▸ What you need to do
Rewrite the material from the line that contains "Locate the beaded" through the end, inclusive, swapping "cable" for "wire" and leaving everything else the same.

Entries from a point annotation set
§

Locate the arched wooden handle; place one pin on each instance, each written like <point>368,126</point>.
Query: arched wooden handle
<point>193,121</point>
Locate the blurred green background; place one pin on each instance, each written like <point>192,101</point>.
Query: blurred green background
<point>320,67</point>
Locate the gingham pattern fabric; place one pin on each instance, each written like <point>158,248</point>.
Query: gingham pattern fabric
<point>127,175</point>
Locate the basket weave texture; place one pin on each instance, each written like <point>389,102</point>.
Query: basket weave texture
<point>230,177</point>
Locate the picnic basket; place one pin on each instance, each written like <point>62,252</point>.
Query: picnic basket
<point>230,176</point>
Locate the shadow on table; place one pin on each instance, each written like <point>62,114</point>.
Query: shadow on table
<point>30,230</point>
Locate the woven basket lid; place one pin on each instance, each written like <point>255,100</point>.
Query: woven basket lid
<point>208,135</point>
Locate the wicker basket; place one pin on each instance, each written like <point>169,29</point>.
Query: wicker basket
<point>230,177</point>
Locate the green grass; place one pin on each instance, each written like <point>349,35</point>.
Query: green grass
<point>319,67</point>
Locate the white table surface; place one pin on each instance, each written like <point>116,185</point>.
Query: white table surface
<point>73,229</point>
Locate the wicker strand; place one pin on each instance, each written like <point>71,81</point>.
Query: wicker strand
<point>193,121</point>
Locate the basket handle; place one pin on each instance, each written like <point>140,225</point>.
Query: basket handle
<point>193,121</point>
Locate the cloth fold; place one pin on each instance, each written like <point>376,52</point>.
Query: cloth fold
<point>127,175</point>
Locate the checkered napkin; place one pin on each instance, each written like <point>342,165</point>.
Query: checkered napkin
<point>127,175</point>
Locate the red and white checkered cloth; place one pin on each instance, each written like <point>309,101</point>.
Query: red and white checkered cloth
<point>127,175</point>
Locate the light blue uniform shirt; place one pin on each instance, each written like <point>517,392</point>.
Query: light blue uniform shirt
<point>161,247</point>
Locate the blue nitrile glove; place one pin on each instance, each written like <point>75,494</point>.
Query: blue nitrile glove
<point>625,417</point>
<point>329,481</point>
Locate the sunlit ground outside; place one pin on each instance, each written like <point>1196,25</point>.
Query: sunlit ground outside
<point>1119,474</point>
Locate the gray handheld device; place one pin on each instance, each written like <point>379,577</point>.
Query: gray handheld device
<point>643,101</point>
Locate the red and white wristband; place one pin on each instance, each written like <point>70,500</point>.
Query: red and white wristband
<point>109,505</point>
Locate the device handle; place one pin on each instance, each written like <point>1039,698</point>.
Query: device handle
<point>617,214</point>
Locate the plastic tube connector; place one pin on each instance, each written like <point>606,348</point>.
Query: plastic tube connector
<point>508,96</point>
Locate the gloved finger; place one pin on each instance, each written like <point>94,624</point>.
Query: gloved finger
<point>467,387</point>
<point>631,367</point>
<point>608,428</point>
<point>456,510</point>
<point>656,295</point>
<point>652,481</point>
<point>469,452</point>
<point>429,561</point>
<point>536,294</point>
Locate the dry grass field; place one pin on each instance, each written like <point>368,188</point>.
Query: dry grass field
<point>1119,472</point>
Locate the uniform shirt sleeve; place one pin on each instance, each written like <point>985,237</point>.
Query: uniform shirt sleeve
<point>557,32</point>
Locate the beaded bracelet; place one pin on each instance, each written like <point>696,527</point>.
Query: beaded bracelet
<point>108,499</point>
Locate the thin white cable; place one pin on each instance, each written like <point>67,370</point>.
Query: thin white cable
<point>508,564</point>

§

▸ Output of the exercise
Locate the beaded bracelet; place one pin on each instance, each written like <point>696,527</point>.
Query: beaded bracelet
<point>108,499</point>
Locate the thin white wire; place one pin on each instance, each written like <point>67,370</point>.
Query: thin white wire
<point>508,564</point>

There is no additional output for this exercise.